# [文档正文]
• • • • • • •
文章目录

  • Error汇总
    • 1. 由于Elasticsearch可以输入且执行脚本,为了系统安全,不允许使用root启动
    • 2. 外部无法访问
    • 3. 解决 max virtual memory areas vm.max_map_count [65530] is too low, increase to at least [262144]
    • 4. sysctl: setting key "vm.max_map_count": Read-only file system
    • 5. the default discovery settings are unsuitable for production use; at least one of [discovery.seed_hosts, discovery.seed_providers, cluster.initial_master_nodes] must be configured
  • 一、安装及插件
    • 1. 下载
    • 2. 解压
    • 3. 运行
    • 4. 修改profile,环境变量
    • 5. 设置外网访问
    • 6. 后台运行
    • 7. 问题汇总
    • 8. 插件安装
      • 8.1 kibana
      • 8.2 ik分词
  • 二、基本概念
  • 三、新建和删除 Index
  • 四、中文分词设置
  • 五、数据操作
  • 六、数据查询
    • 6.1 返回所有记录
    • 6.2 全文搜索
    • 6.3 逻辑运算
    • 6.4 复杂查询实例
  • 七、python简单调用,实现中文分词检索功能

发现好久没更新博客了,由于实习公司用到了ES,这两天一直在研究ES,正好记录一下学习的过程,方便以后查阅,后续可能汇总结一下ES的原理,并对比分析一下Lucene,本节主要是对增删改差等基本操作的记录,以及通过python调用的实例,过年新开工,今年继续加油,希望能够斩获秋招!

Error汇总

1. 由于Elasticsearch可以输入且执行脚本,为了系统安全,不允许使用root启动

useradd -m work
su work

2. 外部无法访问

vim elasticsearch.yml

# ---------------------------------- Network -----------------------------------
#
# Set the bind address to a specific IP (IPv4 or IPv6):
#
#network.host: 192.168.0.1
network.host: 0.0.0.0
#
# Set a custom port for HTTP:
#
http.port: 9200
#
# For more information, consult the network module documentation.
#

3. 解决 max virtual memory areas vm.max_map_count [65530] is too low, increase to at least [262144]

// 修改下面的文件  里面是一些内核参数
vi /etc/sysctl.conf //添加以下配置
vm.max_map_count=655360

保存,然后:

sysctl -p
//-p   从指定的文件加载系统参数,如不指定即从/etc/sysctl.conf中加载

会提示错误:

4. sysctl: setting key “vm.max_map_count”: Read-only file system

这是因为Docker的base image做的很精简,甚至都没有init进程,原本在OS启动时执行生效系统变量的过程(sysctl -p)也给省略了,导致这些系统变量依旧保留着kernel默认值,这时候需要我们在容器启动时加入 –privileged 来获取修改系统参数的权限

这里我选择的是修改宿主机本身的配置文件,然后重新启动镜像,也能解决问题,退出容器,返回到宿主机
修改vm.max_map_count 可以通过命令行修改,但是在机器重启时会失效,所以通过修改配置文件来解决问题
命令行修改办法:

sudo sysctl -w vm.max_map_count=655360

5. the default discovery settings are unsuitable for production use; at least one of [discovery.seed_hosts, discovery.seed_providers, cluster.initial_master_nodes] must be configured

elasticsearch.yml文件node.name: node-1 前面的#打开cluster.initial_master_nodes: ["node-1"] 这里一定要这样设置,我就是这里没有这样设置出问题的,弄了好久

一、安装及插件

1. 下载

在官网https://www.elastic.co/downloads/elasticsearch下载安装包,本文下载的是elasticsearch-6.4.3.tar.gz,将下载的安装包上传至服务器上。
• • • • • • •
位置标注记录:
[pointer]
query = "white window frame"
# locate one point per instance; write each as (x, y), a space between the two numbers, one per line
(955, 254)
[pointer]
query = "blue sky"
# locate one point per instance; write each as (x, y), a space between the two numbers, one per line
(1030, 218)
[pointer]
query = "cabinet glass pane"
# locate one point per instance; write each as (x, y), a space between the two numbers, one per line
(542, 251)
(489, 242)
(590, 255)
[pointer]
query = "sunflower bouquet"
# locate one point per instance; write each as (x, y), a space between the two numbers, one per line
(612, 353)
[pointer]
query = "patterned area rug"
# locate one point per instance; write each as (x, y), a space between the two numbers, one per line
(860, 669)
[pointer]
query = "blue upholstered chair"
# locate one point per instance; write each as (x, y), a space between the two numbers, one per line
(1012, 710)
• • • • • • •
# [给定任务]
能否把这篇Elasticsearch笔记中以含有“vim elasticsearch.yml”的文字开头、以“network module documentation.”结尾的那一段原样照抄出来？

# [结果]
vim elasticsearch.yml

# ---------------------------------- Network -----------------------------------
#
# Set the bind address to a specific IP (IPv4 or IPv6):
#
#network.host: 192.168.0.1
network.host: 0.0.0.0
#
# Set a custom port for HTTP:
#
http.port: 9200
#
# For more information, consult the network module documentation.